_Written task_:
Copy the lines below verbatim, but only from the line containing "TARGET: white ceramic ramekin" through the end of the data.

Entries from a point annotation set

★ ★ ★ ★ ★

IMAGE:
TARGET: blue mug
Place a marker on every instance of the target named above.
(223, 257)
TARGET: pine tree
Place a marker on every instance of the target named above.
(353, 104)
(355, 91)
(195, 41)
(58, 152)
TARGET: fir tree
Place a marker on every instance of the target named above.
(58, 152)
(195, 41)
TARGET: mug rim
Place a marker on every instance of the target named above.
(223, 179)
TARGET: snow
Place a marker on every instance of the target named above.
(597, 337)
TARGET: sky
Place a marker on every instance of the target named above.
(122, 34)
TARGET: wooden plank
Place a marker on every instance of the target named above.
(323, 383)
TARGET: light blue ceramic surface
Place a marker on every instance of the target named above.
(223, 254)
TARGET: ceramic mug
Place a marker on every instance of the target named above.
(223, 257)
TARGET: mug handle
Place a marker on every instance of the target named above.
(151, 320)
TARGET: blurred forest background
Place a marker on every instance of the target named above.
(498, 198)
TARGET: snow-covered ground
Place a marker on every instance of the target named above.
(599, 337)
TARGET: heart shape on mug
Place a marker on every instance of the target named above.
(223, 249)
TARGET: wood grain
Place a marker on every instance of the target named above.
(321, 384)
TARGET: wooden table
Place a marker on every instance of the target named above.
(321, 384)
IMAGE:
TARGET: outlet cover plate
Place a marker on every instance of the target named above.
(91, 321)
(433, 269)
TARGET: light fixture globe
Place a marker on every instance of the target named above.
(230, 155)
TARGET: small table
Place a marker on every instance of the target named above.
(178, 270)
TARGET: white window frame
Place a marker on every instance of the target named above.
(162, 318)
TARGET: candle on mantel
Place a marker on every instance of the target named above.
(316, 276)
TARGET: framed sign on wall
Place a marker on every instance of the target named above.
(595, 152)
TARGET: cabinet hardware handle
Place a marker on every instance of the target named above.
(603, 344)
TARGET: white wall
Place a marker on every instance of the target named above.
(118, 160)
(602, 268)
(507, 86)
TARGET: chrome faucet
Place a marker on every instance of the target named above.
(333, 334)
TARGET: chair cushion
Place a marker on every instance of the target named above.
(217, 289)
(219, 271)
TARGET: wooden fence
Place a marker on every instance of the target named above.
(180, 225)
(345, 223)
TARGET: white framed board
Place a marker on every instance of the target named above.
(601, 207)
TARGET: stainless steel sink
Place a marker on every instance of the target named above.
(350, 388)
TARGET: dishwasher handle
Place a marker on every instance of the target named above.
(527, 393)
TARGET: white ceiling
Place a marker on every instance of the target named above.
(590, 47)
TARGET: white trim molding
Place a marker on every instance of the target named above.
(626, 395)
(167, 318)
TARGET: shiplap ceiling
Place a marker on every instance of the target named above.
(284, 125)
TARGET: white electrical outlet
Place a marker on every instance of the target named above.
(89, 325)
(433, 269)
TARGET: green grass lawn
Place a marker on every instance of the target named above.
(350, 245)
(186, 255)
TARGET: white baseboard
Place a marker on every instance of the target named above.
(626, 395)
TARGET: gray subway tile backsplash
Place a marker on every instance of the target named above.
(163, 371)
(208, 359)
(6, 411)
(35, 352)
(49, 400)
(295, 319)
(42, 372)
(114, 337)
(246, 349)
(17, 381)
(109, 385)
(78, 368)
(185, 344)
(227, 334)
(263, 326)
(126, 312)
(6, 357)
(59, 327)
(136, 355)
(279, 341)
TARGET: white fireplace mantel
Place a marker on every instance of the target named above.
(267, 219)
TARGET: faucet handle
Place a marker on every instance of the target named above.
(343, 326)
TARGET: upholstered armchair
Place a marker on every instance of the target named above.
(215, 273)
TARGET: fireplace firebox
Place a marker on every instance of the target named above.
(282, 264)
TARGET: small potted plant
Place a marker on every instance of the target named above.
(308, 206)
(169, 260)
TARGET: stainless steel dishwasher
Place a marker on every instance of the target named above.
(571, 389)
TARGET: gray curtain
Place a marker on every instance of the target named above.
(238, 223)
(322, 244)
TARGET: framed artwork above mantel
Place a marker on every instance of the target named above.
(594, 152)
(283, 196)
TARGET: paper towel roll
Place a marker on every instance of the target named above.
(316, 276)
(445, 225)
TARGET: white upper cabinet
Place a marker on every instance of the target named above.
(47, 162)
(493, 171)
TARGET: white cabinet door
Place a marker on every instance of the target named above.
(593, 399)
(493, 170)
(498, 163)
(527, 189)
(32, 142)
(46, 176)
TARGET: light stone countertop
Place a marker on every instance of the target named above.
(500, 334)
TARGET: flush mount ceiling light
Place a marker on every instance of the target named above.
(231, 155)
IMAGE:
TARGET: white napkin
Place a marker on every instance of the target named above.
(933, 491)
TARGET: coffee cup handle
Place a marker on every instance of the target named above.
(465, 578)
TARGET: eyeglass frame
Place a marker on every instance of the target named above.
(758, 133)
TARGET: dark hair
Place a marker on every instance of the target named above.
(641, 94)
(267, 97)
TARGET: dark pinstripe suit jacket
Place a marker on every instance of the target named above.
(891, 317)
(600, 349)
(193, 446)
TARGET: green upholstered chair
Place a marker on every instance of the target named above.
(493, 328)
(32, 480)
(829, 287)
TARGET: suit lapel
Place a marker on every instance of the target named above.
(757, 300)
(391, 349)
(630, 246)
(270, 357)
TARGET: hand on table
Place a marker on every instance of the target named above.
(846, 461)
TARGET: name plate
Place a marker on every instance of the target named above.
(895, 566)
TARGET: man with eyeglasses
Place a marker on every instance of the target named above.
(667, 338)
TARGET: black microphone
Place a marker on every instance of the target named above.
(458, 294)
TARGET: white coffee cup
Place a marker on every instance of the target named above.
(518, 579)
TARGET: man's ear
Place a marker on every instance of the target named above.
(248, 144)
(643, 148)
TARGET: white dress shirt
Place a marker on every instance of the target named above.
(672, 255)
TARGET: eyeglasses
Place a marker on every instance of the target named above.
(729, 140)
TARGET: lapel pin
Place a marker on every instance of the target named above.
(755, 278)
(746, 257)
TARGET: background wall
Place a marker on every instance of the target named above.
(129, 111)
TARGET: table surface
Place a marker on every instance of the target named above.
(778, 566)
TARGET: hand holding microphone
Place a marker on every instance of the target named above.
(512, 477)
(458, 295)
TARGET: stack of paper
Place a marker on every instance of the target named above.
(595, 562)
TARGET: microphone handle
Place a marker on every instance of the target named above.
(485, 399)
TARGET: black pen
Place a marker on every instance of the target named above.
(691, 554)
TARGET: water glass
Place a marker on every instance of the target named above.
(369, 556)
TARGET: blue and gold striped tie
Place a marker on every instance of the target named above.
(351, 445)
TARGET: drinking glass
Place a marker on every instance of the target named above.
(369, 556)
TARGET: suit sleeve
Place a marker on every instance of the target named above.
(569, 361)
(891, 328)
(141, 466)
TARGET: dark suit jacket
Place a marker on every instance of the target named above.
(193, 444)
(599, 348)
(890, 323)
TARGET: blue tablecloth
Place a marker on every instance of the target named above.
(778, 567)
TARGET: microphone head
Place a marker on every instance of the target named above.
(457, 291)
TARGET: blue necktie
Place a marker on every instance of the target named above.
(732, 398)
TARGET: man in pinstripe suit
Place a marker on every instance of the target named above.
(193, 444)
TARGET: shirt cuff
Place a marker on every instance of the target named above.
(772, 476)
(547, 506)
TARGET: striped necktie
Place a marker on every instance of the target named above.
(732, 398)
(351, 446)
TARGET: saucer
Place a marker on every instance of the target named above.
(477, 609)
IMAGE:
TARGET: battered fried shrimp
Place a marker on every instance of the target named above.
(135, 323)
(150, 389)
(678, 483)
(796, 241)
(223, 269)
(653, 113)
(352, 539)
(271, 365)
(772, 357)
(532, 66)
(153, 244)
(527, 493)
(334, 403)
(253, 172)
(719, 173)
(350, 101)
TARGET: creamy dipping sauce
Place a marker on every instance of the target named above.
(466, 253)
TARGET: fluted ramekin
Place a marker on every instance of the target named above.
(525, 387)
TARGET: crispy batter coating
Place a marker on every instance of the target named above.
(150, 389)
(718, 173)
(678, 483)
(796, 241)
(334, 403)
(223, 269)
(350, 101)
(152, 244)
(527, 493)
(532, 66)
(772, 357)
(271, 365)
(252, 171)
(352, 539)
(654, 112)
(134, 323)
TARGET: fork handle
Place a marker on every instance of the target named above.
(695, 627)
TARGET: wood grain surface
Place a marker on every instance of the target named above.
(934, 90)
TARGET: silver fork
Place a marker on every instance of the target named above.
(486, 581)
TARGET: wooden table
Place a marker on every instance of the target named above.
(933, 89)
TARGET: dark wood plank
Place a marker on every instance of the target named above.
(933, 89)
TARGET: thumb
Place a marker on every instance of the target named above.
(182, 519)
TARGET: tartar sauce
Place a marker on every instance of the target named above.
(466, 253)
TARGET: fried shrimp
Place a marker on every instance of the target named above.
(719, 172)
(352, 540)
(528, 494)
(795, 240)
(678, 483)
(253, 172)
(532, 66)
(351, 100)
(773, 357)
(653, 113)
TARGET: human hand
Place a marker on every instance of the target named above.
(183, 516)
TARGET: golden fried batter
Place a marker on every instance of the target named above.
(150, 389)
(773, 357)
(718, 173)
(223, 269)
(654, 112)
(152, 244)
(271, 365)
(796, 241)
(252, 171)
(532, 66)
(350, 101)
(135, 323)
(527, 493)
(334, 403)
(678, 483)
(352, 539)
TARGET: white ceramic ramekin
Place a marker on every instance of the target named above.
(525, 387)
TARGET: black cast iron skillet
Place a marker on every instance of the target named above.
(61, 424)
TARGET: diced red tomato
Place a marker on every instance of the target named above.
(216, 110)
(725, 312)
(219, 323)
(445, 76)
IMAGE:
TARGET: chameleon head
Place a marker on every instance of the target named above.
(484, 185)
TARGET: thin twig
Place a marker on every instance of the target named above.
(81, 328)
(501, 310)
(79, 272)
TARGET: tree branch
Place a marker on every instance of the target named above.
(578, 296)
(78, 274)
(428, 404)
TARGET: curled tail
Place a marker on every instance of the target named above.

★ ★ ★ ★ ★

_Completed exercise_:
TARGET: white ceramic ramekin
Place a marker on every instance of the target named above.
(525, 387)
TARGET: black cast iron skillet
Place a marker on every instance of the target named above.
(61, 424)
TARGET: diced red tomato
Place a marker on every instance of the target named above.
(216, 110)
(725, 312)
(219, 323)
(445, 76)
IMAGE:
TARGET: chameleon head
Place a marker on every instance of the target named above.
(484, 185)
TARGET: thin twig
Place a marker on every instance of the target named above.
(81, 328)
(501, 310)
(79, 272)
TARGET: tree branch
Place a marker on every instance of the target named above.
(578, 296)
(78, 274)
(428, 404)
TARGET: curled tail
Place a marker on every instance of the target named above.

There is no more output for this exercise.